> **CHALLENGE**
Skip the pictures. Reproduce all other material exactly.

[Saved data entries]
--- Start ---

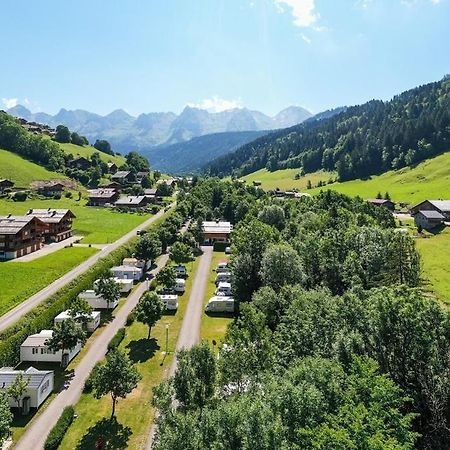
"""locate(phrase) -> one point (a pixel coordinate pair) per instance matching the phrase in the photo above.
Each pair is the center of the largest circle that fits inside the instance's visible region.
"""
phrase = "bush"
(57, 433)
(116, 340)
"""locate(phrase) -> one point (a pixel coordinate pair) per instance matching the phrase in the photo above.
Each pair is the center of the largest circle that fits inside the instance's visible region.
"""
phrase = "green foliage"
(117, 377)
(149, 310)
(57, 433)
(117, 339)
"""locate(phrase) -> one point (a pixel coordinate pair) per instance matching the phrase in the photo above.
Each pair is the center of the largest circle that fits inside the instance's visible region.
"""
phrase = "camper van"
(220, 304)
(180, 285)
(222, 267)
(170, 301)
(224, 289)
(223, 277)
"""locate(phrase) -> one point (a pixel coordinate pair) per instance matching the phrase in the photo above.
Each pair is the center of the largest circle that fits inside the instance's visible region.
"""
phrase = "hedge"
(57, 433)
(117, 339)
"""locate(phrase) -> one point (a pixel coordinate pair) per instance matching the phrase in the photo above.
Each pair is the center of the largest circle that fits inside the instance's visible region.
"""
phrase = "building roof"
(120, 174)
(432, 214)
(14, 224)
(216, 227)
(51, 215)
(38, 340)
(34, 376)
(130, 200)
(102, 193)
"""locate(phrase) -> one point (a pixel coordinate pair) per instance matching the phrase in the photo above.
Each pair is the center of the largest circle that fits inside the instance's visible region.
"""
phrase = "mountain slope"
(359, 141)
(191, 156)
(126, 132)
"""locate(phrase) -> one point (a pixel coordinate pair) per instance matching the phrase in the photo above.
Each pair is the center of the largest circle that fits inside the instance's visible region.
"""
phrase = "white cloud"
(303, 12)
(217, 104)
(10, 102)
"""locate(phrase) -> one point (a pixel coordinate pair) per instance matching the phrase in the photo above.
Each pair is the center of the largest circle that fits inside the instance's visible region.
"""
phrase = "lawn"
(435, 251)
(87, 152)
(134, 414)
(21, 171)
(20, 280)
(214, 327)
(97, 225)
(285, 179)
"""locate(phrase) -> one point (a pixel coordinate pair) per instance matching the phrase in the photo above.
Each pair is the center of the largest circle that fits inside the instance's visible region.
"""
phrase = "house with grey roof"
(39, 387)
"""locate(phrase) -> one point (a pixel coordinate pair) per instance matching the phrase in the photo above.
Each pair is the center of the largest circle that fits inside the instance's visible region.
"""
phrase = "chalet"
(123, 177)
(35, 349)
(81, 163)
(131, 202)
(58, 223)
(51, 189)
(216, 231)
(102, 197)
(20, 235)
(382, 202)
(5, 184)
(39, 386)
(92, 324)
(441, 206)
(112, 168)
(428, 219)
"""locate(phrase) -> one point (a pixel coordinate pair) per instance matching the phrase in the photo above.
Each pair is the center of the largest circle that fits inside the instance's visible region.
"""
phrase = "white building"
(91, 325)
(40, 386)
(34, 348)
(97, 301)
(127, 272)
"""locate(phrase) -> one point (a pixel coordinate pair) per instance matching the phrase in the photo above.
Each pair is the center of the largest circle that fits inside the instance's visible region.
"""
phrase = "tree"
(66, 336)
(148, 247)
(108, 289)
(180, 253)
(149, 310)
(5, 418)
(103, 146)
(195, 378)
(17, 388)
(117, 377)
(62, 134)
(80, 311)
(167, 277)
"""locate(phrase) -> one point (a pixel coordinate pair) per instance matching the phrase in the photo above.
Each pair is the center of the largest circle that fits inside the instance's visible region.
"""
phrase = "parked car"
(220, 304)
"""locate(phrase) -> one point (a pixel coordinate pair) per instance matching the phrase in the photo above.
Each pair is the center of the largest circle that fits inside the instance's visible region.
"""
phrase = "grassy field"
(134, 414)
(87, 152)
(435, 251)
(285, 179)
(23, 172)
(214, 327)
(98, 225)
(20, 280)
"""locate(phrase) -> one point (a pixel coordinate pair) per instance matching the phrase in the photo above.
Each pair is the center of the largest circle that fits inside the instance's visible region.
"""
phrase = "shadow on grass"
(114, 435)
(142, 350)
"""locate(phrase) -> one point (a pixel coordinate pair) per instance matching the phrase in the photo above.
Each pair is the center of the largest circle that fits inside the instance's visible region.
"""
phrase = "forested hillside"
(334, 347)
(360, 141)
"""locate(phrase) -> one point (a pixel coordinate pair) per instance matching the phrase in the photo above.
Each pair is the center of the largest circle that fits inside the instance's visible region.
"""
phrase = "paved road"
(190, 328)
(15, 314)
(35, 435)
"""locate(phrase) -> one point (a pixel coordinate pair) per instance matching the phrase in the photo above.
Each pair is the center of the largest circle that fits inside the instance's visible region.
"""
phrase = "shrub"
(57, 433)
(116, 340)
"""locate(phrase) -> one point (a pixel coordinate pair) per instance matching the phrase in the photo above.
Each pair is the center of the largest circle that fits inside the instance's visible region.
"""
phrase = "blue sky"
(159, 55)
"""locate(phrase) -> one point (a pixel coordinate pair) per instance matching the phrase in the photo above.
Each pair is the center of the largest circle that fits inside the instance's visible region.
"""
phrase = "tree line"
(358, 142)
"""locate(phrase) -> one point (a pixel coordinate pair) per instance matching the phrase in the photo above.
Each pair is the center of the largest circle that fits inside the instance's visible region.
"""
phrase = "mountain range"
(149, 130)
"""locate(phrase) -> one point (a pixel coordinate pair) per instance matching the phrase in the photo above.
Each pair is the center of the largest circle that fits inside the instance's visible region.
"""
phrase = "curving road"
(20, 310)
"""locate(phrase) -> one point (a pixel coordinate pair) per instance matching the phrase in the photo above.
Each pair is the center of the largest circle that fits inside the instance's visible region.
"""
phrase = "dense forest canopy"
(334, 347)
(360, 141)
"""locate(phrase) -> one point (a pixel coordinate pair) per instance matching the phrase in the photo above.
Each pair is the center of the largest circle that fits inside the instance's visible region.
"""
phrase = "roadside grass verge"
(135, 413)
(97, 225)
(20, 280)
(214, 327)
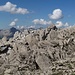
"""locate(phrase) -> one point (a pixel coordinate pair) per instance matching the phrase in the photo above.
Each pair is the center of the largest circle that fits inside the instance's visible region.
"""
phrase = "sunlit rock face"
(49, 51)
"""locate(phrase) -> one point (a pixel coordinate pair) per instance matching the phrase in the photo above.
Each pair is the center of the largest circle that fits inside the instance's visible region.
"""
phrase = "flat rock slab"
(43, 62)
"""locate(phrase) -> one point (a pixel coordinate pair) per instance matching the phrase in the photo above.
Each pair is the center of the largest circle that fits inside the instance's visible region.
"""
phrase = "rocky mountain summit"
(49, 51)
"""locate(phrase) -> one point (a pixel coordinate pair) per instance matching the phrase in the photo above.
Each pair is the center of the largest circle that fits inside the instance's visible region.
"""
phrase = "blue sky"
(38, 13)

--- End ---

> **TASK RESPONSE**
"""locate(phrase) -> one point (a pixel coordinate pair) per instance matching the phrase in the photo above.
Each pair is the center of the largest circle that fits inside the instance's visible region.
"""
phrase = "bush"
(57, 433)
(116, 340)
"""locate(phrase) -> one point (a pixel coordinate pair) per instance matching the phrase in the photo above.
Each pair is the center of the largest circle that fits inside the instance's visible region.
"""
phrase = "green foliage"
(117, 377)
(149, 310)
(57, 433)
(117, 339)
"""locate(phrase) -> one point (a pixel coordinate pair) per instance matching the phrase in the photo above.
Each pair is the center of the largest circle that fits inside the instance's visible region.
"""
phrase = "camper van"
(220, 304)
(180, 285)
(222, 267)
(170, 301)
(224, 289)
(223, 277)
"""locate(phrase) -> one point (a pixel coordinate pair) per instance matching the phrase in the photo above.
Each pair is the center of the largest circle that fits inside the instance's visible region.
"""
phrase = "hedge"
(57, 433)
(117, 339)
"""locate(phrase) -> one point (a pixel coordinate pair) per instance matching the phrase in the photo above.
Each pair is the center of the largest circle that fits inside the instance's visible region.
"""
phrase = "building roof"
(120, 174)
(432, 214)
(14, 224)
(216, 227)
(51, 215)
(38, 340)
(34, 376)
(130, 200)
(102, 193)
"""locate(phrase) -> one point (a pixel coordinate pair) per instance matching the phrase in the photo above.
Each pair is the center of the largest circle that fits inside the instance's visible region.
"""
phrase = "mountain slope"
(359, 141)
(191, 156)
(126, 132)
"""locate(phrase) -> one point (a pixel coordinate pair) per instance matching the phrase in the photo above.
Each pair is the center of the largest circle that fits inside the instance's visible region.
"""
phrase = "white cloud"
(303, 12)
(217, 104)
(10, 102)
"""locate(phrase) -> one point (a pixel coordinate pair) per instance matching the phrase in the photo above.
Each pair is the center of the largest circle that fits inside the instance's visible region.
"""
phrase = "lawn"
(435, 251)
(87, 152)
(134, 414)
(21, 171)
(20, 280)
(214, 327)
(97, 225)
(285, 179)
"""locate(phrase) -> one point (a pixel coordinate pair) per instance matching the phrase in the photo above.
Each pair is the center of the largest circle that fits inside the instance's visible region.
"""
phrase = "house with grey roof"
(39, 387)
"""locate(phrase) -> one point (a pixel coordinate pair) per instance matching the phrase in the photo above.
Each pair is the center of the largest circle that fits inside the instance's visible region.
"""
phrase = "chalet"
(123, 177)
(35, 349)
(81, 163)
(131, 202)
(58, 223)
(51, 189)
(216, 231)
(102, 197)
(20, 235)
(382, 202)
(5, 184)
(39, 386)
(92, 324)
(441, 206)
(112, 168)
(428, 219)
"""locate(phrase) -> one point (a pixel coordinate pair) per instance matching the phrase in the photo above.
Each pair is the center of the largest circle that fits inside the instance's visible region.
"""
phrase = "white building"
(91, 325)
(40, 386)
(34, 348)
(97, 301)
(127, 272)
"""locate(phrase) -> one point (a pixel coordinate pair) per instance matching the phrase in the photo above.
Each pair is the center of the largest circle that fits inside the instance's visible region.
"""
phrase = "tree"
(66, 336)
(148, 247)
(108, 289)
(180, 253)
(149, 310)
(5, 418)
(103, 146)
(195, 378)
(17, 388)
(117, 377)
(62, 134)
(80, 311)
(167, 277)
"""locate(phrase) -> one point (a pixel coordinate pair) per instance matching the phrase in the photo above.
Each pair is the center of the largest circle that fits inside the instance's visible region.
"""
phrase = "parked car"
(220, 304)
"""locate(phrase) -> one point (a pixel coordinate pair) per instance matching the phrase in the photo above.
Each pair is the center of the largest circle that fits inside the instance's visible region.
"""
phrase = "grassy field"
(134, 414)
(87, 152)
(435, 251)
(285, 179)
(23, 172)
(214, 327)
(98, 225)
(20, 280)
"""locate(phrase) -> one point (a pixel coordinate pair) per instance matching the phrase in the photo above.
Each pair is the center of the largest circle that fits inside the instance's visible region.
"""
phrase = "shadow on grass"
(114, 435)
(142, 350)
"""locate(phrase) -> one point (a pixel coordinate pair) per instance matching the phrase in the photo above.
Each pair is the center of the largest circle that fits inside the instance's visible region.
"""
phrase = "forested hillside"
(334, 347)
(360, 141)
"""locate(phrase) -> one point (a pixel coordinate pair) per instance matching the phrase in the photo above.
Each pair is the center of the largest circle that fits inside the instance's visible region.
"""
phrase = "paved road"
(190, 328)
(15, 314)
(35, 435)
"""locate(phrase) -> one point (a pixel coordinate pair) per instance matching the phrase in the photo above.
Each pair is the center of the largest circle that fits inside the instance's visible region.
"""
phrase = "shrub"
(57, 433)
(116, 340)
"""locate(phrase) -> one point (a pixel coordinate pair) per instance matching the phrase in the photo above.
Each pair is the center of the largest circle that fits inside the instance's visible region.
"""
phrase = "blue sky"
(159, 55)
"""locate(phrase) -> one point (a pixel coordinate pair) per instance matching the phrase in the photo above.
Each pair is the center of the largest circle that fits inside the instance's visible region.
"""
phrase = "tree line"
(358, 142)
"""locate(phrase) -> one point (a pixel coordinate pair) per instance matching the phrase in the photo above.
Each pair is the center of the largest circle that fits inside the instance's visible region.
"""
phrase = "mountain range"
(149, 130)
"""locate(phrase) -> one point (a pixel coordinate pair) per instance matching the phrase in the photo above.
Each pair is the center of the largest circle that fits inside the instance's visible region.
"""
phrase = "curving road"
(20, 310)
"""locate(phrase) -> one point (a pixel coordinate pair) per instance matching the phrase in the photo above.
Each pair is the center of the largest circle that fits inside the instance's visible region.
"""
phrase = "dense forest canopy"
(334, 347)
(360, 141)
"""locate(phrase) -> one point (a pixel coordinate pair) per instance matching the phrase in the photo above.
Each pair is the center of the largest circle that fits inside the instance's visible region.
"""
phrase = "roadside grass verge"
(135, 413)
(97, 225)
(20, 280)
(214, 327)
"""locate(phrase) -> one point (a pixel coordinate pair) per instance matching the phrase in the photo above.
Each pair is the center of the largest circle that fits inside the instance's visible region.
"""
phrase = "sunlit rock face"
(49, 51)
"""locate(phrase) -> one point (a pixel coordinate pair) per instance matching the phrase in the photo above.
Each pair is the center of the largest circle that fits inside the instance's visible region.
"""
phrase = "flat rock slab"
(43, 62)
"""locate(phrase) -> one point (a pixel coordinate pair) per instance matching the phrase in the photo above.
Each pair is the center of the largest circle that fits inside the instance's visible region.
"""
phrase = "rocky mountain summit"
(49, 51)
"""locate(phrase) -> one point (a pixel coordinate pair) per instance matching the phrase in the photo above.
Each pair is the center of the largest circle that fits inside the instance's visible region.
"""
phrase = "blue sky"
(38, 13)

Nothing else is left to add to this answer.